Given exercise
Rewrite the lines of the listing from the line containing "scooter shown in the photo above." through the end of the listing, requests included, keeping every line and leaving the request wording unchanged. Multiply each x and y coordinate in the answers by 1.95 and round to the nearest whole number, with halves rounded up.

(Records of labeled points)
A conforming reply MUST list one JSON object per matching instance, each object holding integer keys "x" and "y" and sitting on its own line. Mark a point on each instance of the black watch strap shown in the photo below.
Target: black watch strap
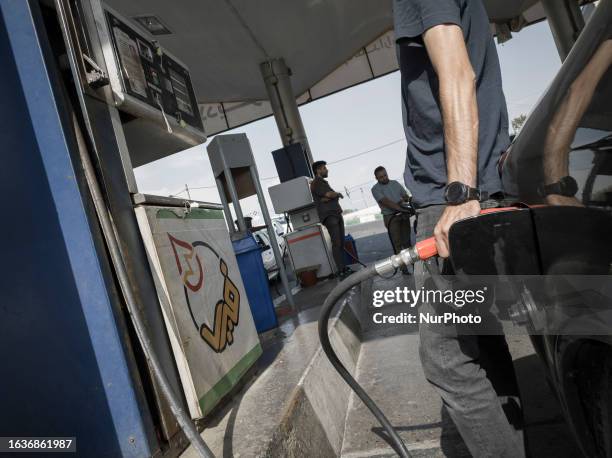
{"x": 566, "y": 186}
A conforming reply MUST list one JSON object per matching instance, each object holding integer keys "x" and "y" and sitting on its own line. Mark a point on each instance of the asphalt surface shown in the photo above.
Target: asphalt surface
{"x": 389, "y": 369}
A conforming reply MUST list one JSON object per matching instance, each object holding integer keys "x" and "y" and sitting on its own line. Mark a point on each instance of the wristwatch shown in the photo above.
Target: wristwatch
{"x": 457, "y": 193}
{"x": 566, "y": 186}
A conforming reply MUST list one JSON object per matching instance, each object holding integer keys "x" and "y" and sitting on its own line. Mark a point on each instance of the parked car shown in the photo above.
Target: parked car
{"x": 560, "y": 165}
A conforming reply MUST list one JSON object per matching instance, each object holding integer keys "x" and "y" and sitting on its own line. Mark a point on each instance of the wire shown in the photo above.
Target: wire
{"x": 367, "y": 151}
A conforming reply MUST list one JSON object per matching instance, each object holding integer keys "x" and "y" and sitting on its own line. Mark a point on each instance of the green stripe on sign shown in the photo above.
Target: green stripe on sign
{"x": 229, "y": 380}
{"x": 194, "y": 213}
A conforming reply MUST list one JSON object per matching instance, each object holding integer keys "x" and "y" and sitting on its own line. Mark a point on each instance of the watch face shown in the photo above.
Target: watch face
{"x": 455, "y": 193}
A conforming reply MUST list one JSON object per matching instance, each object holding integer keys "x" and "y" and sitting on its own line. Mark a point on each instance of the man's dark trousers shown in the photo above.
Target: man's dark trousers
{"x": 335, "y": 227}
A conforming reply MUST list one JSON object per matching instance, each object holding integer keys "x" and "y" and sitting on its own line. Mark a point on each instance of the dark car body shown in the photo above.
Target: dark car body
{"x": 559, "y": 250}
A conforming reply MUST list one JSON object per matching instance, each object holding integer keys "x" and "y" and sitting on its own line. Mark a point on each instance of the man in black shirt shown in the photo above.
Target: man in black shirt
{"x": 330, "y": 213}
{"x": 456, "y": 126}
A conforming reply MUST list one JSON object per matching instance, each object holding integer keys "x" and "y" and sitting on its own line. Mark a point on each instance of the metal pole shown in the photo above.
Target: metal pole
{"x": 229, "y": 182}
{"x": 226, "y": 210}
{"x": 276, "y": 76}
{"x": 565, "y": 21}
{"x": 272, "y": 234}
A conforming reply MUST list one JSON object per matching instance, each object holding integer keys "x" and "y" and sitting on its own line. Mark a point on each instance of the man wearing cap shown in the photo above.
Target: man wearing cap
{"x": 330, "y": 213}
{"x": 456, "y": 126}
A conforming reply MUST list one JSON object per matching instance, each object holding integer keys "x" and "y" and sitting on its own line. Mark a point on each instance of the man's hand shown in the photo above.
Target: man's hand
{"x": 451, "y": 214}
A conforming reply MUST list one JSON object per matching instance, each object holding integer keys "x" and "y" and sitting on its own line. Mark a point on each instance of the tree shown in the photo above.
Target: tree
{"x": 517, "y": 123}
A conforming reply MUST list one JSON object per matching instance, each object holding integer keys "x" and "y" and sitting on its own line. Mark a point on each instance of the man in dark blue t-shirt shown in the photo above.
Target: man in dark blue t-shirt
{"x": 456, "y": 126}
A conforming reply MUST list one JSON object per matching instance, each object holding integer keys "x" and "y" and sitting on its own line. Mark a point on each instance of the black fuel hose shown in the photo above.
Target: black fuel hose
{"x": 324, "y": 317}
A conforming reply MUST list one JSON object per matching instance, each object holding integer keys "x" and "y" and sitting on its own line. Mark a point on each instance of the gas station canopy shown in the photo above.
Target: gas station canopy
{"x": 329, "y": 45}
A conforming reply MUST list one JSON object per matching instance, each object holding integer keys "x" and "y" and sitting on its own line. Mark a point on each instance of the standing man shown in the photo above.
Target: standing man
{"x": 390, "y": 194}
{"x": 456, "y": 126}
{"x": 330, "y": 214}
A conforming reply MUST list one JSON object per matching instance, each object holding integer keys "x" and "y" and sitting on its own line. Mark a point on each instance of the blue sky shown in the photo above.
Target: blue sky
{"x": 355, "y": 120}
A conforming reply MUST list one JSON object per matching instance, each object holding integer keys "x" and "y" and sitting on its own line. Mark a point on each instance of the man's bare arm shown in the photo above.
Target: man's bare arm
{"x": 449, "y": 57}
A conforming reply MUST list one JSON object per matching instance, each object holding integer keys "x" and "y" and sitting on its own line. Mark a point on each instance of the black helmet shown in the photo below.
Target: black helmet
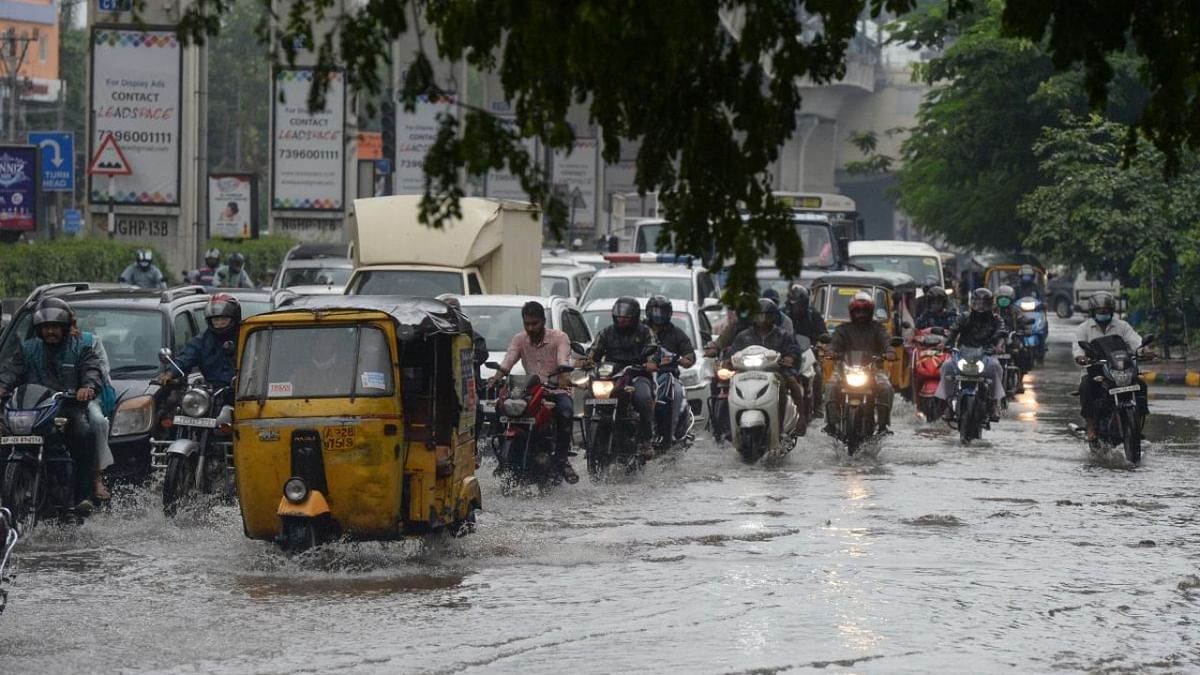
{"x": 53, "y": 310}
{"x": 1102, "y": 304}
{"x": 659, "y": 310}
{"x": 981, "y": 300}
{"x": 625, "y": 314}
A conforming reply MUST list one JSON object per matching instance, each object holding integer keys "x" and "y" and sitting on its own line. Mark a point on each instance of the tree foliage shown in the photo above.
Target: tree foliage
{"x": 709, "y": 89}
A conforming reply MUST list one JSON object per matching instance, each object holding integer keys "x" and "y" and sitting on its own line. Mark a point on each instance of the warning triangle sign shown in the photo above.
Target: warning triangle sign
{"x": 109, "y": 160}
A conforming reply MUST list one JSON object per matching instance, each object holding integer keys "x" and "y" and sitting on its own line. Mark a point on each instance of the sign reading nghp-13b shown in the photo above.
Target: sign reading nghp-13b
{"x": 136, "y": 100}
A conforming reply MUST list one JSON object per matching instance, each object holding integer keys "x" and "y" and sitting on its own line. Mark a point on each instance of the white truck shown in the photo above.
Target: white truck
{"x": 495, "y": 248}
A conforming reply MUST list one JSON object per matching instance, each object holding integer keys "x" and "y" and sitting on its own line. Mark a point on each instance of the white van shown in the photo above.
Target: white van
{"x": 915, "y": 258}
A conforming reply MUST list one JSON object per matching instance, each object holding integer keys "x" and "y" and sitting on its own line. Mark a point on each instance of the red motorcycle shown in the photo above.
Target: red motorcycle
{"x": 928, "y": 354}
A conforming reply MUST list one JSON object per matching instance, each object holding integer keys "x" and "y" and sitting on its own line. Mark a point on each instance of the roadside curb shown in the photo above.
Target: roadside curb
{"x": 1187, "y": 380}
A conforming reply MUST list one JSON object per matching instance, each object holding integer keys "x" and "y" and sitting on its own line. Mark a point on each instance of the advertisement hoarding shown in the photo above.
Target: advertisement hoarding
{"x": 309, "y": 160}
{"x": 233, "y": 205}
{"x": 136, "y": 99}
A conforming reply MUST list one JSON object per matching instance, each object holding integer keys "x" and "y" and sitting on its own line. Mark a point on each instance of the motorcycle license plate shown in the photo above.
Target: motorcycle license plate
{"x": 205, "y": 422}
{"x": 21, "y": 441}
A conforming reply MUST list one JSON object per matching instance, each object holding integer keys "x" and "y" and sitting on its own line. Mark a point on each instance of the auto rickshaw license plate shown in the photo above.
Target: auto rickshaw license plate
{"x": 337, "y": 437}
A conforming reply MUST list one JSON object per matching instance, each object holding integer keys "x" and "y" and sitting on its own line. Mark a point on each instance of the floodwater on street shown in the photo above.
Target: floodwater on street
{"x": 1018, "y": 553}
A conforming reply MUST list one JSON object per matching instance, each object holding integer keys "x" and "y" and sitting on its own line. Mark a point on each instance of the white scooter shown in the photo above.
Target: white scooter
{"x": 754, "y": 406}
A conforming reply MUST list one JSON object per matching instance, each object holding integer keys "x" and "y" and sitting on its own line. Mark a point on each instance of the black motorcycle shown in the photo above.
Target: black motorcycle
{"x": 1119, "y": 411}
{"x": 39, "y": 471}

Answer for this exercise
A conforming reply MUST list one JSON object per matching instance, each object holding integer keys "x" and "y" and sitting on its own line. Mark a point on each instance of the white scooter shown in the photo above.
Target: white scooter
{"x": 1470, "y": 792}
A conforming reply MUST list one JSON object per matching instance, each object holding integer keys "x" and "y" and sitting on its own line. Mark a point on each instance of the black motorcycle shown in the photo above.
Target: black motorcycle
{"x": 2182, "y": 801}
{"x": 76, "y": 918}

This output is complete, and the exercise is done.